(WRITTEN INSTRUCTION): Reproduce verbatim the items below, beginning with the line containing "Record the location of each instance of the green" and continuing through the end of the items, with both ends included.

--- START DATA SUPPLIED ---

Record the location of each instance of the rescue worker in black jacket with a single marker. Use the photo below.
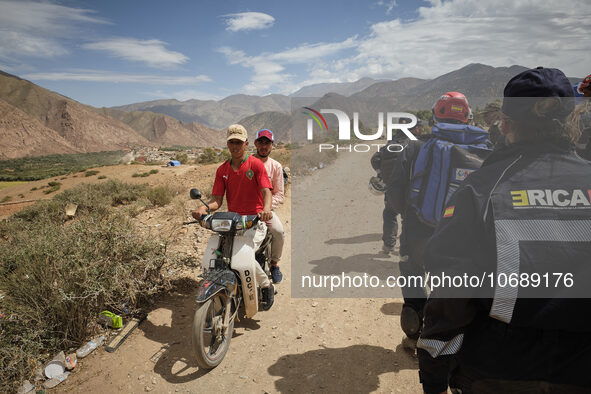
(526, 212)
(383, 162)
(450, 108)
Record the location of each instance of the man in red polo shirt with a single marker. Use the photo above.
(246, 184)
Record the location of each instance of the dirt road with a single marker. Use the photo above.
(301, 345)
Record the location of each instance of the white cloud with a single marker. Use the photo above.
(388, 4)
(248, 21)
(103, 76)
(269, 67)
(151, 52)
(448, 35)
(30, 28)
(445, 36)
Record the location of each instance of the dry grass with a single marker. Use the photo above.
(56, 275)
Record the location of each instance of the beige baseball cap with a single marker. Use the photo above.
(236, 132)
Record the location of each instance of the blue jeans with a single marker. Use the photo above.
(390, 225)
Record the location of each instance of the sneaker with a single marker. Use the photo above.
(268, 297)
(387, 249)
(411, 322)
(276, 274)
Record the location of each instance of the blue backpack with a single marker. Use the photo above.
(443, 162)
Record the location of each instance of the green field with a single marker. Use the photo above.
(34, 168)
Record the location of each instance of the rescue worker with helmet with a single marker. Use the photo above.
(512, 216)
(451, 108)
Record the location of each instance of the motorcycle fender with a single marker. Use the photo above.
(243, 262)
(216, 282)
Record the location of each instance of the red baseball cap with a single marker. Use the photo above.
(265, 133)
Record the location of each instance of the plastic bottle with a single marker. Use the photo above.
(89, 347)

--- END DATA SUPPLIED ---

(EXERCISE RESPONSE):
Record the location of each instance of the green field with a single marker. Use the photo above.
(34, 168)
Record the location of each instance of the rescue worker with helmet with a single marker. Use the photo above.
(512, 216)
(451, 108)
Record the location of each instance of the motorcycle fender with a single marker. Use the photo above.
(243, 262)
(216, 282)
Record the location of each instance of the red baseball cap with a single marker. Use the photo above.
(265, 133)
Record the location of each instance of the plastic bottle with a single marker. Use the photo above.
(89, 347)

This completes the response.